Vorgegebener Text:
----

Belegen lässt sich hingegen, dass im größten Land, in Preußen, mit der am 1. April 1932 in Kraft getretenen Beamtendienststrafordnung ein Parlamentsgesetz geschaffen worden ist, das die administrative Entfernung eines nichtrichterlichen Beamten aus dem Amt ausschloss. Preußische Landes- und Kommunalbeamte konnten forthin nur noch im Wege der Disziplinarklage in einem förmlichen Gerichtsverfahren aus dem Beamtenverhältnis entfernt werden. Indes ist es für das Zeitmoment am Maßstab der Rechtsprechung des Bundesverfassungsgerichts orientiert für den Nachweis eines hergebrachten Grundsatz des Berufsbeamtentums erforderlich, dass dieser Grundsatz in der Weimarer Zeit nicht nur anerkannt gewesen sein muss. Es muss während dieser Zeit zusätzlich auch "gewahrt" worden sein (BVerfG, Beschluss vom 2. Dezember 1958 - 1 BvL 27/55 - BVerfGE 8, 332 <342 f.>; Urteil vom 27. September 2005 - 2 BvR 1387/02 - BVerfGE 114, 258 <281 f.>; Beschlüsse vom 20. März 2007 - 2 BvL 11/04 - BVerfGE 117, 372 <379 f.>, vom 28. Mai 2008 - 2 BvL 11/07 - BVerfGE 121, 205 <219> und zuletzt vom 16. Dezember 2015 - 2 BvR 1958/13 - NVwZ 2016, 682 Rn. 33). Das setzt voraus, dass der Grundsatz selbst auch über eine längere Zeit bestanden und praktiziert worden sein muss. Damit scheiden Strukturprinzipien als hergebrachte Grundsätze aus, die in der Weimarer Zeit nicht mehr oder noch nicht anerkannt waren oder die erst gegen Ende der Weimarer Zeit anerkannt worden sind.

61

Danach fehlt es hier auch für die Preußische Beamtendienststrafordnung von 1932, die die disziplinare Entfernung auch der nichtrichterlichen Beamten von der Exekutive auf die Judikative verlagerte, an dem erforderlichen Zeitmoment. Zwar ist es richtig, dass schon die Entwicklung der Disziplinargerichtsbarkeit als solche der Ausdruck einer Abwendung von der - bis dahin stark exekutiv geprägten - Disziplinargewalt des Dienstherrn war. Allerdings wurden in Preußen erst im April 1932 unabhängige Dienststrafgerichte eingerichtet. Die kurze Zeitspanne bis zum 30. Januar 1933 als dem Ende der Weimarer Zeit von weniger als zehn Monaten ist kein "längerer traditionsbildender Zeitraum".

----

[Einträge aus einer Sammlung]

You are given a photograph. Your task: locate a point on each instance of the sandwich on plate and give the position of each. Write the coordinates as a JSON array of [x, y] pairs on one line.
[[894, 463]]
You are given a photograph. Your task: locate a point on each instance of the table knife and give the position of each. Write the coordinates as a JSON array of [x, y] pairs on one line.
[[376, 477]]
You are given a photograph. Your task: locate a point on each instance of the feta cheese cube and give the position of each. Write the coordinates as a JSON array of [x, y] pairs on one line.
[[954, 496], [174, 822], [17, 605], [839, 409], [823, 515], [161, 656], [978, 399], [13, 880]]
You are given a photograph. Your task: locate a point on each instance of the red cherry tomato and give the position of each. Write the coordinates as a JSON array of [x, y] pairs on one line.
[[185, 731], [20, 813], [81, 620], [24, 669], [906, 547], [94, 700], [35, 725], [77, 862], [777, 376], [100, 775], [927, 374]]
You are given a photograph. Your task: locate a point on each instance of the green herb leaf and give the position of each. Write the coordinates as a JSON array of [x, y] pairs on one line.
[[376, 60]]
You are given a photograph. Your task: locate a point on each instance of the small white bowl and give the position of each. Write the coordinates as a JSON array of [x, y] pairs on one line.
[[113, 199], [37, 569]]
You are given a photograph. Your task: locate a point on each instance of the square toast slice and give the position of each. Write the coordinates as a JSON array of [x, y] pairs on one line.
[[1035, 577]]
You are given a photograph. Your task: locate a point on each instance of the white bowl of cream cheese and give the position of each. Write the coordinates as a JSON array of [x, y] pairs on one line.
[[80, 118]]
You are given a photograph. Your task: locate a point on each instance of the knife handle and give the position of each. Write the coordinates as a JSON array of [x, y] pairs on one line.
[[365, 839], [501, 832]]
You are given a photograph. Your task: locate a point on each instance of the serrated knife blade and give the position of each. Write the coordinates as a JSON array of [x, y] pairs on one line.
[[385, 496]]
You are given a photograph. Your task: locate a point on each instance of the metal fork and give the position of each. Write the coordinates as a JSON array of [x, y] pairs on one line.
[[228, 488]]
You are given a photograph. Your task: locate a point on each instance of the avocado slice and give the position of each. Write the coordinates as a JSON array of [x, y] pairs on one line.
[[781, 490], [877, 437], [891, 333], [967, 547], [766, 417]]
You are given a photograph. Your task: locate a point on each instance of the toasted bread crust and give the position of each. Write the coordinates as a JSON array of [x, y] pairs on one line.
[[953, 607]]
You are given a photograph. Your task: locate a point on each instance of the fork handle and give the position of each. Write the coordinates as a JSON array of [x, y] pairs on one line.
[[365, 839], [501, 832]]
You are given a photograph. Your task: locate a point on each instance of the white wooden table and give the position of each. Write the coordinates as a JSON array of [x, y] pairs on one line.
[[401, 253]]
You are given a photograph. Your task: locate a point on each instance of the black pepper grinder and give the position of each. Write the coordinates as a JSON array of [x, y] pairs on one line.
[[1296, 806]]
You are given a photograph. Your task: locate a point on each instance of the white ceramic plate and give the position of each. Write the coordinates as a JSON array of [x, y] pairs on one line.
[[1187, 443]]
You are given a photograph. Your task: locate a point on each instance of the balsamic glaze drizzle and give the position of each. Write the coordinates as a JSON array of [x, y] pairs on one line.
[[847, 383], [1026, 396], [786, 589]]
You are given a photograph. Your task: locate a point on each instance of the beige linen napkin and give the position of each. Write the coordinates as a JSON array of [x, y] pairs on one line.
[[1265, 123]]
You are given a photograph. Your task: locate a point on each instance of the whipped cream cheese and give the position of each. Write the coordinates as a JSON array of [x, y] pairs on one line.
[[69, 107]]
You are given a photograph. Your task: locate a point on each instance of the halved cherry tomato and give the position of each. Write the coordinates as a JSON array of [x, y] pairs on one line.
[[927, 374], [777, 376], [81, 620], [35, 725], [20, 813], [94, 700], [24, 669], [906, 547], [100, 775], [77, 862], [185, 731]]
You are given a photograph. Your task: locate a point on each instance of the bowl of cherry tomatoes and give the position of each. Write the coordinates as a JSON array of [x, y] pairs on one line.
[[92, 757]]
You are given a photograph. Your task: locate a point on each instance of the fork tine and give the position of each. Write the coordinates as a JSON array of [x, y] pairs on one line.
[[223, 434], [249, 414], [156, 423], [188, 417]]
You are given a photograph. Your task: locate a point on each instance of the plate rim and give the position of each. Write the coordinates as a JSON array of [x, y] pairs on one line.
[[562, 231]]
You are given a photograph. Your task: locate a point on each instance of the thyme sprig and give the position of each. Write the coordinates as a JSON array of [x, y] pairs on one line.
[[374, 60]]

----

Gestellte Aufgabe: Gib den Absatz des obigen Textes zur Preußischen Beamtendienststrafordnung, der mit „Danach fehlt es hier“ beginnt, in kürzerer Form als Liste wieder und behalte dabei seine wesentlichen Aussagen bei.

Lösung:
- Der Preußischen Beamtendienststrafordnung von 1932 fehlt das erforderliche Zeitmoment. Sie hatte die disziplinare Entfernung auch nichtrichterlicher Beamter von der Exekutive auf die Judikative verlagert.
- Schon die Entwicklung der Disziplinargerichtsbarkeit als solche war zwar eine Abwendung von der bis dahin stark exekutiv geprägten Disziplinargewalt des Dienstherrn.
- Unabhängige Dienststrafgerichte wurden in Preußen jedoch erst im April 1932 eingerichtet.
- Bis zum Ende der Weimarer Zeit am 30. Januar 1933 blieben weniger als zehn Monate. Das ist kein „längerer traditionsbildender Zeitraum“.